> _Dataset records_:

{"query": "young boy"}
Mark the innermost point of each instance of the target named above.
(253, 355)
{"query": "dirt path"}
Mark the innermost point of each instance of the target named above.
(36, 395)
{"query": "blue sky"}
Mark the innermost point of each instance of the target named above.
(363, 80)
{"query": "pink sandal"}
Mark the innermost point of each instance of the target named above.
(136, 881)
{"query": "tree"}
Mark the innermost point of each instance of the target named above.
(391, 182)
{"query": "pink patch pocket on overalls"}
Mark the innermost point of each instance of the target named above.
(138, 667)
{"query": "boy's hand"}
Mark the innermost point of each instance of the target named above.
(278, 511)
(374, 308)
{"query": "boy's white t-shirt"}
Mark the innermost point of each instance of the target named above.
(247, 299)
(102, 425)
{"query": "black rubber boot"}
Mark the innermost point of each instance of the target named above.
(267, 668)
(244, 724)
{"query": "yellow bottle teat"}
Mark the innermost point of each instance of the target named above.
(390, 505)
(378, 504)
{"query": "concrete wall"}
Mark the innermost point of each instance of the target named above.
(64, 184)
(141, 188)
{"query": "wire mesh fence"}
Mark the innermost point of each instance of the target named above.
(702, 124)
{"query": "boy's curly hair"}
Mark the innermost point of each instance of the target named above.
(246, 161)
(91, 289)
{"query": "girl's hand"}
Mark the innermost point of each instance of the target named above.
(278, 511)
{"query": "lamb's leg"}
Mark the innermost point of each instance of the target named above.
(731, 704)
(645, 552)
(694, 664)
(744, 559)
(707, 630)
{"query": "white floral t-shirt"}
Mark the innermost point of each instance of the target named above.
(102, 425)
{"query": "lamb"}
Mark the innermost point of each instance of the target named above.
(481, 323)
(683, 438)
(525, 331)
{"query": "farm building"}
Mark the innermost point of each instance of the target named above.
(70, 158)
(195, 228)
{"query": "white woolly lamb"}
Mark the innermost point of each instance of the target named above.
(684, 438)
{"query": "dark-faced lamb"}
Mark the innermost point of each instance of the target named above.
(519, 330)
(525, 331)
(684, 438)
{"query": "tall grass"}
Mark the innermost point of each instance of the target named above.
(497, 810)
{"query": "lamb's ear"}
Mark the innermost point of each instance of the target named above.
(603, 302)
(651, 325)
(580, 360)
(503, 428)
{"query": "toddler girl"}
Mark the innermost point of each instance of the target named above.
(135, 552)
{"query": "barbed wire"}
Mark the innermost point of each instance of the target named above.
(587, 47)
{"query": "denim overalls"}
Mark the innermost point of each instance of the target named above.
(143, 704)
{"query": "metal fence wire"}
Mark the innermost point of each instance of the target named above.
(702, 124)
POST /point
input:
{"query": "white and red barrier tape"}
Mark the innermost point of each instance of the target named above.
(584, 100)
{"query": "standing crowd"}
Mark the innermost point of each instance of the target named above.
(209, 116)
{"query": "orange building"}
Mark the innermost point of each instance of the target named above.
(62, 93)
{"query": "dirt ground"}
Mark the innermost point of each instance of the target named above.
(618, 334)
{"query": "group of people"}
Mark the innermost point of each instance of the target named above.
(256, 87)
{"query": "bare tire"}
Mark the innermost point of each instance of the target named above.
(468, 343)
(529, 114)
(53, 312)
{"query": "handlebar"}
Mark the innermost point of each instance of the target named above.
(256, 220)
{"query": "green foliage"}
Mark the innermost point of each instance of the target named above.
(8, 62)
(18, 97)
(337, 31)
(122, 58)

> _Exercise details_:
Please count the lines that hold "building" in this data and report the total alone.

> _Solution for this exercise_:
2